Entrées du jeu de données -
=-=-=-=-=

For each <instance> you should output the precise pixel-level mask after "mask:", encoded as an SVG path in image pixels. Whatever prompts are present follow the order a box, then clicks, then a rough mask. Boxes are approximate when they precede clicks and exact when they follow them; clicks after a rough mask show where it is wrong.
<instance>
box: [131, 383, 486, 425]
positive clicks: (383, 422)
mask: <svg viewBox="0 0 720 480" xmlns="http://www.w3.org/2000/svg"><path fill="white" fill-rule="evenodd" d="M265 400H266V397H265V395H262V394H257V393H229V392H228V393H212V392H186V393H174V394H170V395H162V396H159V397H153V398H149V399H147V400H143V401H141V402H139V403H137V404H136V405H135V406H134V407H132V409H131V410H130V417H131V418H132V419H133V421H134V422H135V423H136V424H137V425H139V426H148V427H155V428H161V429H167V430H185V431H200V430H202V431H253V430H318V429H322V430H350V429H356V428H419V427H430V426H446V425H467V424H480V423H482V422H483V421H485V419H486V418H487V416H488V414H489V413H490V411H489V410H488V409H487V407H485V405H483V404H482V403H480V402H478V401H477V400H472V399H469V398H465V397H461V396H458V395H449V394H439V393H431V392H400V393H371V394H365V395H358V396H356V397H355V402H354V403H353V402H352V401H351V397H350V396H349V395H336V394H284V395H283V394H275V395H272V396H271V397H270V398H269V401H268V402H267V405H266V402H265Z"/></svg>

=-=-=-=-=

Renommez « positive clicks » en « foreground clicks » dans l'ensemble du matériel ci-dessus, puis reproduisez-le sans aucune autre modification.

For each <instance> you should output the precise pixel-level mask after "mask:", encoded as an SVG path in image pixels. Whatever prompts are present follow the order a box, then clicks, then a rough mask. Boxes are approximate when they precede clicks and exact when they follow them; clicks after a rough mask show where it is wrong.
<instance>
box: [131, 383, 486, 425]
foreground clicks: (383, 422)
mask: <svg viewBox="0 0 720 480" xmlns="http://www.w3.org/2000/svg"><path fill="white" fill-rule="evenodd" d="M265 400H266V397H265V395H262V394H257V393H229V392H228V393H212V392H186V393H174V394H170V395H162V396H159V397H153V398H149V399H147V400H143V401H141V402H139V403H137V404H136V405H135V406H134V407H132V409H131V410H130V417H131V418H132V419H133V421H134V422H135V423H136V424H137V425H139V426H148V427H155V428H161V429H167V430H185V431H200V430H202V431H253V430H318V429H322V430H350V429H356V428H419V427H430V426H446V425H467V424H480V423H482V422H483V421H485V419H486V418H487V416H488V414H489V413H490V411H489V410H488V409H487V407H485V405H483V404H482V403H480V402H478V401H477V400H472V399H469V398H465V397H461V396H458V395H449V394H439V393H431V392H400V393H371V394H365V395H358V396H356V397H355V402H354V403H353V402H352V401H351V397H350V396H349V395H336V394H284V395H283V394H275V395H272V396H271V397H270V398H269V401H268V402H267V405H266V402H265Z"/></svg>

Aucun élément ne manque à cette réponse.